Although it was a late delivery, the Lake Union was the birthplace of the first Seventh-day Adventist systematic work for Black people in the South. The greatest opportunity opened at the end of the Civil War, yet it took another 25 years before the church responded to the need.
The chief champion of the cause was Ellen White. In 1891, she delivered a historic presentation entitled "Our Duty to the Colored People." Her words were instrumental in influencing her son James Edson White to dedicate his efforts to the work among Black people in the South.
Long before the Adventist Church was formed, William Ellis Foy, a Black minister, received visions. As a girl, Ellen White heard Foy speak in Portland, Maine, and later talked with him after receiving her first visions. She had a copy of Foy's four visions and noted, "It was remarkable testimony that he bore."1
Black people in the Millerite movement played a significant part in the preaching of the soon coming of Christ. Prominent ministers such as William Still, Charles Bowles, William Foy, and John Lewis were coworkers with Millerite leaders.
The first Black Adventist ordained minister was Charles Kinney, born a slave in Richmond, Virginia. It was the preaching of Ellen White and James Loughborough in Reno, Nevada, that convinced him to become a Seventh-day Adventist. He suggested the concept of Black conferences as a way to work more effectively among Black people, after he confronted efforts to segregate him and his members at his camp meeting ordination service in 1878.

**INFORMATION SUPPLIED**
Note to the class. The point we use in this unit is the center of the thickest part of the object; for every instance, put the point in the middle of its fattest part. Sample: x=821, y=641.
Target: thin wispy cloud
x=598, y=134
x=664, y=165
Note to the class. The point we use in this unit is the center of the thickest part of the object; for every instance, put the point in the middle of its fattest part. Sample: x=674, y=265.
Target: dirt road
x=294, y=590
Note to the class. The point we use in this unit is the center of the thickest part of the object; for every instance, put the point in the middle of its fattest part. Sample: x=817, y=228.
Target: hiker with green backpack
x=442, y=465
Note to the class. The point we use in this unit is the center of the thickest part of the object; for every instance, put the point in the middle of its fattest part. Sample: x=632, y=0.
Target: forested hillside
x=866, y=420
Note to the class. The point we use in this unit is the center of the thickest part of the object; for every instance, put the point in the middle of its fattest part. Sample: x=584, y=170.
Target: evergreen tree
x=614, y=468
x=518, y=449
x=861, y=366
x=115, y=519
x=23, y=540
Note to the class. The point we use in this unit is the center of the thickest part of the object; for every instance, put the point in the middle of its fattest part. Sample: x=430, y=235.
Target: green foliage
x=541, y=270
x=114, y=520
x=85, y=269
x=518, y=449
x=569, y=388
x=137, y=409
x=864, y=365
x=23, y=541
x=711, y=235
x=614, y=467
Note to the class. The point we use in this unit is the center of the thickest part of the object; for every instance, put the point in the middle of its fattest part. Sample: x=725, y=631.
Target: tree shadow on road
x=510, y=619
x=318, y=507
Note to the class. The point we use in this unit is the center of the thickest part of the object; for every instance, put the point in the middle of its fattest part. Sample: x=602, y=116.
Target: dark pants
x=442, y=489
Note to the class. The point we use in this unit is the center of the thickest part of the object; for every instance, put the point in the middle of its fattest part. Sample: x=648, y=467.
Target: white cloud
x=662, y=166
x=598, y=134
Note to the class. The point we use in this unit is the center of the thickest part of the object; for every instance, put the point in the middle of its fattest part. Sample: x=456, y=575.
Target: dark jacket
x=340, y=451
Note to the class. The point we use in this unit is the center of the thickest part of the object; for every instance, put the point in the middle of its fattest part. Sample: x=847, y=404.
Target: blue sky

**WHAT TO DO**
- A) According to the text on early Black Adventist history, where was Charles Kinney born?
- B) From the text on early Black Adventist history, reproduce the part that opens with the words "The first Black" and closes with "service in 1878.".

**WRITTEN ANSWERS**
- A) Richmond, Virginia

- B)
The first Black Adventist ordained minister was Charles Kinney, born a slave in Richmond, Virginia. It was the preaching of Ellen White and James Loughborough in Reno, Nevada, that convinced him to become a Seventh-day Adventist. He suggested the concept of Black conferences as a way to work more effectively among Black people, after he confronted efforts to segregate him and his members at his camp meeting ordination service in 1878.